Select every line in the entries below that contains the word "woman" and copy those lines out.

Part of a data file:
*-*-*
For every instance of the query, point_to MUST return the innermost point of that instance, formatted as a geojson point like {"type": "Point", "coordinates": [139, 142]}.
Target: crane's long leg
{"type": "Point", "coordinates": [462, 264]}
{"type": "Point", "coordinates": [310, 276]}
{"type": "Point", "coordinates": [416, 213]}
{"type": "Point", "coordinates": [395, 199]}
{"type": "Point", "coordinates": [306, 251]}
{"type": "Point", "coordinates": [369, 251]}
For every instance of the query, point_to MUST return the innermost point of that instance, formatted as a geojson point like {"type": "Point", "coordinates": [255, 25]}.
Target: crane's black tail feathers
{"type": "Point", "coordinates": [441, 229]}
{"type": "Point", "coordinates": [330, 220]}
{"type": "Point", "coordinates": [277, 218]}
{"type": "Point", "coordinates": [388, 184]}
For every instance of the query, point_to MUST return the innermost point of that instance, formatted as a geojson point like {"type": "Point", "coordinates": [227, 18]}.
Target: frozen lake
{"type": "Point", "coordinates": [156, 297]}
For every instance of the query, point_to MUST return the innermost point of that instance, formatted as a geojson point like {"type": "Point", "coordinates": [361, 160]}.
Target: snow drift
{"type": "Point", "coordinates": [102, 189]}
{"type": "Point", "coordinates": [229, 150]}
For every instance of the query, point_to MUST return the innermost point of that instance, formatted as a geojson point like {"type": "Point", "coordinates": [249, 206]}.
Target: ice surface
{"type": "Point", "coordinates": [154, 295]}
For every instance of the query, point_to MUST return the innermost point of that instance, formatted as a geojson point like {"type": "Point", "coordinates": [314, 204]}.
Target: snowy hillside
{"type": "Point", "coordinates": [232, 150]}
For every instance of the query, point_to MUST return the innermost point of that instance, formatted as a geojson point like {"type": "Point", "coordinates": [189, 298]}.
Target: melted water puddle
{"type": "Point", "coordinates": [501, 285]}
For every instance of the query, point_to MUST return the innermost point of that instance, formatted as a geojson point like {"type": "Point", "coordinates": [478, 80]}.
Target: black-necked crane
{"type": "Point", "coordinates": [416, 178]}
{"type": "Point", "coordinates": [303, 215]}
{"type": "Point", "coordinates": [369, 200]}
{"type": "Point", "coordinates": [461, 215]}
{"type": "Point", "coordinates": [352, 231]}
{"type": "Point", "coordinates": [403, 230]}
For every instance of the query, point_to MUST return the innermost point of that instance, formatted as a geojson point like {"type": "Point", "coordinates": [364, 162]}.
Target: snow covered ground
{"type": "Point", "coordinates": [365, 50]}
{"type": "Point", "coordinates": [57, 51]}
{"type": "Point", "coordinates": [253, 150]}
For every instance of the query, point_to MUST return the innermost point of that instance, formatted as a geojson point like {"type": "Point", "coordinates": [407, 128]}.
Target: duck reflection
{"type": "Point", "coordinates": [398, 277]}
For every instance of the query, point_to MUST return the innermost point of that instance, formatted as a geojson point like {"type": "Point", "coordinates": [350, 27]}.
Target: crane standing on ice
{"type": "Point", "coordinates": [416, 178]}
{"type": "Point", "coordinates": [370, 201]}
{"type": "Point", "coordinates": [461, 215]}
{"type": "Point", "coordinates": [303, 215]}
*-*-*
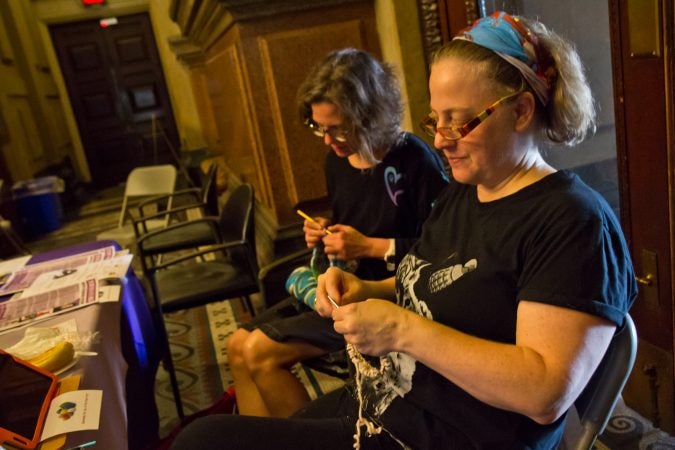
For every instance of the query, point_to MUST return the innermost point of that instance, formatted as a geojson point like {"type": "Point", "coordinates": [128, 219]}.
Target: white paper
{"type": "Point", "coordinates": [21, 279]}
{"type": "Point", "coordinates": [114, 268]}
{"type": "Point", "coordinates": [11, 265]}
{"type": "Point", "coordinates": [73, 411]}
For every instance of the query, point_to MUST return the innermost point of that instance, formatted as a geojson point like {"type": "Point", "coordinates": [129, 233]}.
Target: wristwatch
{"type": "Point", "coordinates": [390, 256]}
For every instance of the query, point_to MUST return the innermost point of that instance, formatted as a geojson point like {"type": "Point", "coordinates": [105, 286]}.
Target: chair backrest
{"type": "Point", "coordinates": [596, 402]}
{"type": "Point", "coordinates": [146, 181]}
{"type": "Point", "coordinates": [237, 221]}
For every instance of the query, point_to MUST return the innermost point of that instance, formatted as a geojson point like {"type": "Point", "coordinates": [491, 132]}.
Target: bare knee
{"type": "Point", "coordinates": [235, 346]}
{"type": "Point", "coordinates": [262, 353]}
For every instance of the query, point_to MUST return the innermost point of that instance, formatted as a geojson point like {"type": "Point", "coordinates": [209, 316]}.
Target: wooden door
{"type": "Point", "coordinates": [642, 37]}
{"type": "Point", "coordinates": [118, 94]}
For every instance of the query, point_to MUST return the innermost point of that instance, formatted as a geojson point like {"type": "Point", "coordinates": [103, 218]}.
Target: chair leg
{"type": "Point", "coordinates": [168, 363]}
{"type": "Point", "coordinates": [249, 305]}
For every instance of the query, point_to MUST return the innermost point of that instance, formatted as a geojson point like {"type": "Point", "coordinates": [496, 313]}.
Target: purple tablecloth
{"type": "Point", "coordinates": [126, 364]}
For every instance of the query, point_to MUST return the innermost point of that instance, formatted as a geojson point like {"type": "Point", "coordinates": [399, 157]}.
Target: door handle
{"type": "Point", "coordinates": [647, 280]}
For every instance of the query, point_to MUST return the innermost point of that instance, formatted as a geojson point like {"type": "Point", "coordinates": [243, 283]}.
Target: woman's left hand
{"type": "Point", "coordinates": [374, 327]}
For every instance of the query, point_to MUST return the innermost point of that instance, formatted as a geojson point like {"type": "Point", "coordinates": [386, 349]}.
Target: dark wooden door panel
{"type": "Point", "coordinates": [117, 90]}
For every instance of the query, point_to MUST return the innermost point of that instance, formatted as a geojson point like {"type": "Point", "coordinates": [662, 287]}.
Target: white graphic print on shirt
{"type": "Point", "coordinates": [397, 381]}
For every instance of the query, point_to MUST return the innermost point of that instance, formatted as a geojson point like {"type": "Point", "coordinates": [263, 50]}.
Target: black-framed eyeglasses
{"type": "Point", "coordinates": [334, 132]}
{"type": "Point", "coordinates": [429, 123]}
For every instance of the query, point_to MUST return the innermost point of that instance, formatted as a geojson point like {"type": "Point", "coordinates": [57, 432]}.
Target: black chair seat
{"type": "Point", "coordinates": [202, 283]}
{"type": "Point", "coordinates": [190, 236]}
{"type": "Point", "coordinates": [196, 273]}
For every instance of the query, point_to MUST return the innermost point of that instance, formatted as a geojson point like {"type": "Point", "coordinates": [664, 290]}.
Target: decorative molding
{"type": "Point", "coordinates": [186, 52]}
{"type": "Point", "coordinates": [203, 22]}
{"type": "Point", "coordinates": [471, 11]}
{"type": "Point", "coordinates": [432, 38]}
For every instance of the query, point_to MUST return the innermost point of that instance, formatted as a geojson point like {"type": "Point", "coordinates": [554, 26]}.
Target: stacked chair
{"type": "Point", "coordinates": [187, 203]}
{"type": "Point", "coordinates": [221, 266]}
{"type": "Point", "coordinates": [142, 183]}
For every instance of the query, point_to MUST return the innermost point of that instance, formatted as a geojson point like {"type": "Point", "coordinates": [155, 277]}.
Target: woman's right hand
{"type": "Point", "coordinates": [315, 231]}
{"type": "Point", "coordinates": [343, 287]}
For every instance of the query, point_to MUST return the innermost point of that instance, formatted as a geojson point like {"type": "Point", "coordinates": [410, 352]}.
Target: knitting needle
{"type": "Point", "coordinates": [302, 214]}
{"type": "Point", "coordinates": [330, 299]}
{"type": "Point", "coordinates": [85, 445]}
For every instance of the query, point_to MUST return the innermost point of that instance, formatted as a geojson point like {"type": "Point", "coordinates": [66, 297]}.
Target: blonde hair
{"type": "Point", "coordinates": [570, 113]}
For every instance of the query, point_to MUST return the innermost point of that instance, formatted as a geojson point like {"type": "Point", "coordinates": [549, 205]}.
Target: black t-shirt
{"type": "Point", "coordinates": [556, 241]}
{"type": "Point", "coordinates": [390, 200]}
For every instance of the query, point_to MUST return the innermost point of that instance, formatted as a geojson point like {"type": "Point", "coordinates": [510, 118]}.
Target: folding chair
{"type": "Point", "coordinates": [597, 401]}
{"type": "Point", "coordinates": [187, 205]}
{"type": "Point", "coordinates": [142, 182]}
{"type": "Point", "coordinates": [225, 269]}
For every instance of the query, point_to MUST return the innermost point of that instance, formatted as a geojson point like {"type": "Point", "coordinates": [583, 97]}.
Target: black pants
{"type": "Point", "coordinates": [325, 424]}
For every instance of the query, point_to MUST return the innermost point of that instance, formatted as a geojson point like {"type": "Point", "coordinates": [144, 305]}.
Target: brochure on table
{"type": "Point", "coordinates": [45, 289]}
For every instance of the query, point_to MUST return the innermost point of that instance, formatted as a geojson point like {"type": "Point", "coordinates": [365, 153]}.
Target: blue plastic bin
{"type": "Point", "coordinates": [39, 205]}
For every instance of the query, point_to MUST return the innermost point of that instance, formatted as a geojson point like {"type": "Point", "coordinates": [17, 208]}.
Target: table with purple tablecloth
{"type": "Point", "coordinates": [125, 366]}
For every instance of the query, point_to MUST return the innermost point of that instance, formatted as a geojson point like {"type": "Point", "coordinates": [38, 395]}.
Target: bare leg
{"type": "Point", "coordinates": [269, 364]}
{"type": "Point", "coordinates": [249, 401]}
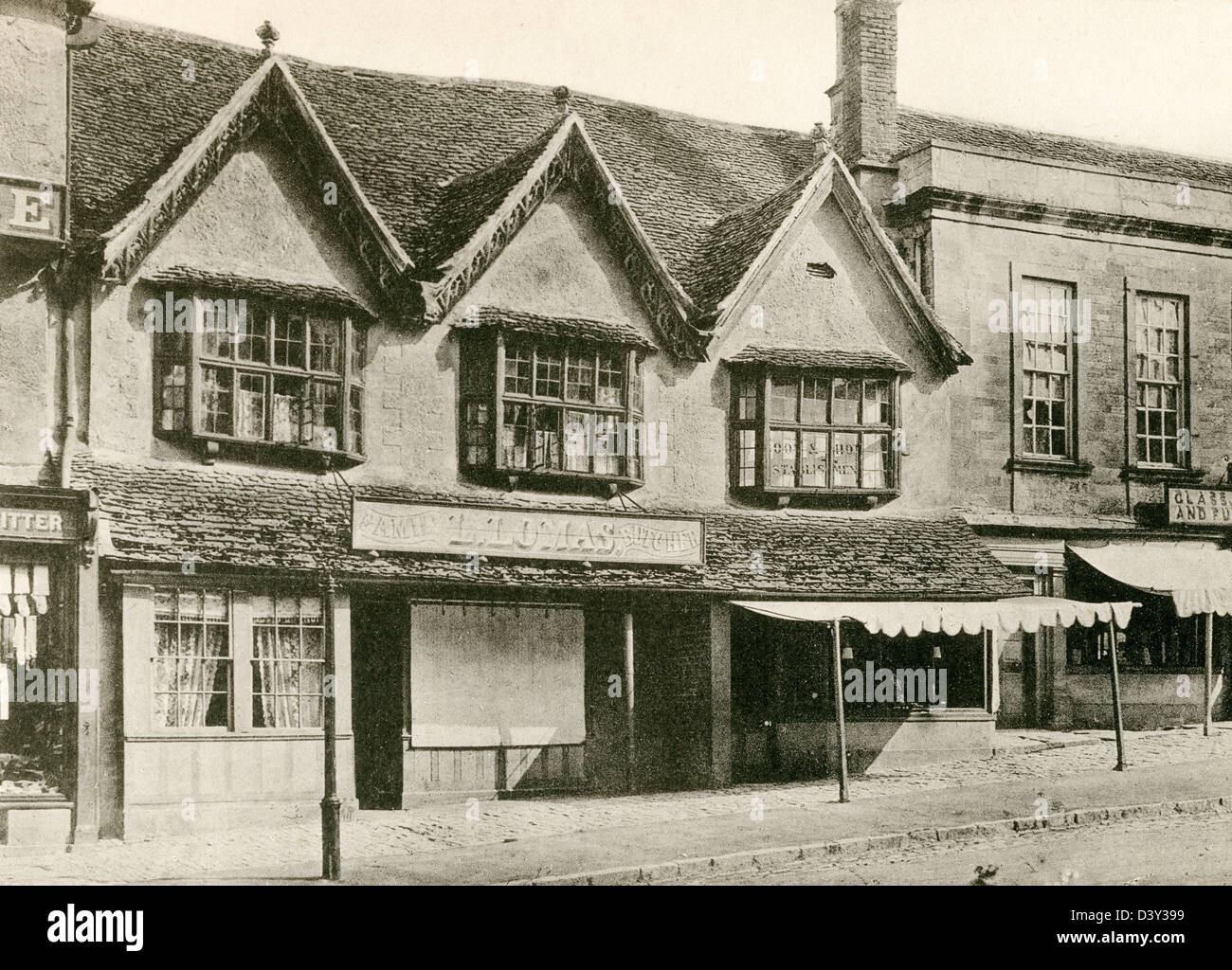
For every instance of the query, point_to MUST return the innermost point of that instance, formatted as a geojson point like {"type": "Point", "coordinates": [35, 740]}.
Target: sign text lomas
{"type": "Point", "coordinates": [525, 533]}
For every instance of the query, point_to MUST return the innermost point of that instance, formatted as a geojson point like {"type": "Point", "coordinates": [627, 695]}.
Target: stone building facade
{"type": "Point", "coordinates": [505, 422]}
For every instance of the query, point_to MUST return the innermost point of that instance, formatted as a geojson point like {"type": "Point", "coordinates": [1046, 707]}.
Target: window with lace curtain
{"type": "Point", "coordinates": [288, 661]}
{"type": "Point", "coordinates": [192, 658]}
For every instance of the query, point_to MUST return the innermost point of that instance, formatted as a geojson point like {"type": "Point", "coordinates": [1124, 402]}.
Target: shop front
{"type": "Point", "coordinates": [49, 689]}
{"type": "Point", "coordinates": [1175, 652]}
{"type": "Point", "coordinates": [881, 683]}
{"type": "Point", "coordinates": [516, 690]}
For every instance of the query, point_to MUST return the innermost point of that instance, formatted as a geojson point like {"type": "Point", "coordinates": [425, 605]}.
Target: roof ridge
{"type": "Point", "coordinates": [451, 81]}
*-*-*
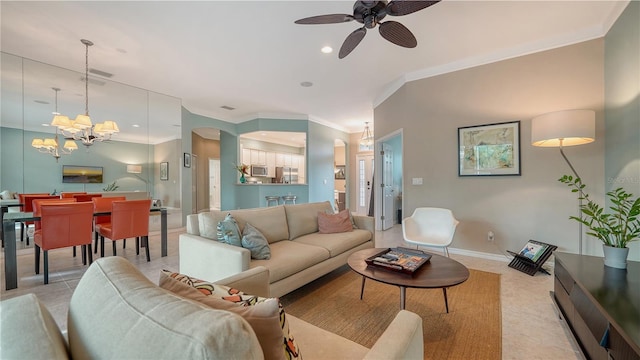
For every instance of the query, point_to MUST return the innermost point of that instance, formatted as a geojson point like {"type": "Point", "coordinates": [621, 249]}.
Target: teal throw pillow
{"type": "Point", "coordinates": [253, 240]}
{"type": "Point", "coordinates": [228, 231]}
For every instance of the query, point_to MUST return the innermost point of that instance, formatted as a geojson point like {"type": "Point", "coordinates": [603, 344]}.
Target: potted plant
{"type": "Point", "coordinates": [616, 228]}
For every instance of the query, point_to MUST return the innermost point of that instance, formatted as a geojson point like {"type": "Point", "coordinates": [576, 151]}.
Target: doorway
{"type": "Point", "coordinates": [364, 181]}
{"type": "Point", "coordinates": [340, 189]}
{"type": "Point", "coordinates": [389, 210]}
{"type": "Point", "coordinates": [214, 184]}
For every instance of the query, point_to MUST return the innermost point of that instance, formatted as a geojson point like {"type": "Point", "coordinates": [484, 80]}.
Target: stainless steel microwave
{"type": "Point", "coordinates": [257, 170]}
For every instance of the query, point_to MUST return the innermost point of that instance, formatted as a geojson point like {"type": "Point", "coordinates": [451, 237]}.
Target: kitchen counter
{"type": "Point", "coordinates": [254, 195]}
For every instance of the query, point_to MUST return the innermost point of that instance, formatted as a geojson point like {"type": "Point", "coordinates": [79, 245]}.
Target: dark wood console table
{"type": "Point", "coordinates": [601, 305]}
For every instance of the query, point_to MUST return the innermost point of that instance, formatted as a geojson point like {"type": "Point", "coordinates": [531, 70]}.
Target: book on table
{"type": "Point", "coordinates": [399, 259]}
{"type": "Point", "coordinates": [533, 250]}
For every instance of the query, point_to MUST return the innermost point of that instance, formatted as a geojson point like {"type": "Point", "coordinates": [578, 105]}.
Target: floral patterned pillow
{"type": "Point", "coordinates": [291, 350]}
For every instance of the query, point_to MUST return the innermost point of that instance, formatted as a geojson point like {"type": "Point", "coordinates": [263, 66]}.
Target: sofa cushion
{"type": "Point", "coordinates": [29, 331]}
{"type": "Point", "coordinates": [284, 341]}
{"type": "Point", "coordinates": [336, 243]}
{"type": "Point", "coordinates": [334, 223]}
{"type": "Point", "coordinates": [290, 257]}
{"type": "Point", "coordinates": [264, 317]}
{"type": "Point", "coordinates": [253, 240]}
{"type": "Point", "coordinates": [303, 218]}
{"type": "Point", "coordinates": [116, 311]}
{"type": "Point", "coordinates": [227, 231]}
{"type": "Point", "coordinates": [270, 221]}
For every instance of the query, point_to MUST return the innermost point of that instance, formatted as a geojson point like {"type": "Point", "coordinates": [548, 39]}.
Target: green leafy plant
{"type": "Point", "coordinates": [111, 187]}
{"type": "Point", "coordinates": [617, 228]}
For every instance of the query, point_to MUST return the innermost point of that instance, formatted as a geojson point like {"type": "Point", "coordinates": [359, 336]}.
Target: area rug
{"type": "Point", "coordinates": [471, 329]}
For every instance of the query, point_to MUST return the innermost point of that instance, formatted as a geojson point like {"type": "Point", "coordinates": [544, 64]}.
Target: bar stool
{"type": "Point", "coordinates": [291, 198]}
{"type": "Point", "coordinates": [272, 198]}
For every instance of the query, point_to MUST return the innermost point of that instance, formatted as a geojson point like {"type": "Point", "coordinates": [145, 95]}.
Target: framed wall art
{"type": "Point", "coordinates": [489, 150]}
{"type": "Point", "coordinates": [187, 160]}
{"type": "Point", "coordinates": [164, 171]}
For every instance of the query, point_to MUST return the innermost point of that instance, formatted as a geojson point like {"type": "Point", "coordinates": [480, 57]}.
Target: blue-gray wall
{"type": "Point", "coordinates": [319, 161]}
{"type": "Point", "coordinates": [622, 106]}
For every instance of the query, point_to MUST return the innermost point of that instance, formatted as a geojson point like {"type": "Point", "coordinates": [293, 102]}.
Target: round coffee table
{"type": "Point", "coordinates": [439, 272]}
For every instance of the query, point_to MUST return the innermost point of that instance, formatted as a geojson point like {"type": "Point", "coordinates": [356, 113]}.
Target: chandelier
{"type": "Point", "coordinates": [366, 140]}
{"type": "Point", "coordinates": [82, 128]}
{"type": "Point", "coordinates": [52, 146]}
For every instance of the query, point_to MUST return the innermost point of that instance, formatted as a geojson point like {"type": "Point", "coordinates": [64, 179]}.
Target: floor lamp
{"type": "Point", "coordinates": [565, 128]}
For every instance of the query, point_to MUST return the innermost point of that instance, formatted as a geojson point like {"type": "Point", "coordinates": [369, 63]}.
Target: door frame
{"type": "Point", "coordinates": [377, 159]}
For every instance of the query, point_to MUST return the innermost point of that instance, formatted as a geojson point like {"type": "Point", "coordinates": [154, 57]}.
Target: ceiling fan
*-*-*
**Solution:**
Target: woman's left hand
Target: woman's right hand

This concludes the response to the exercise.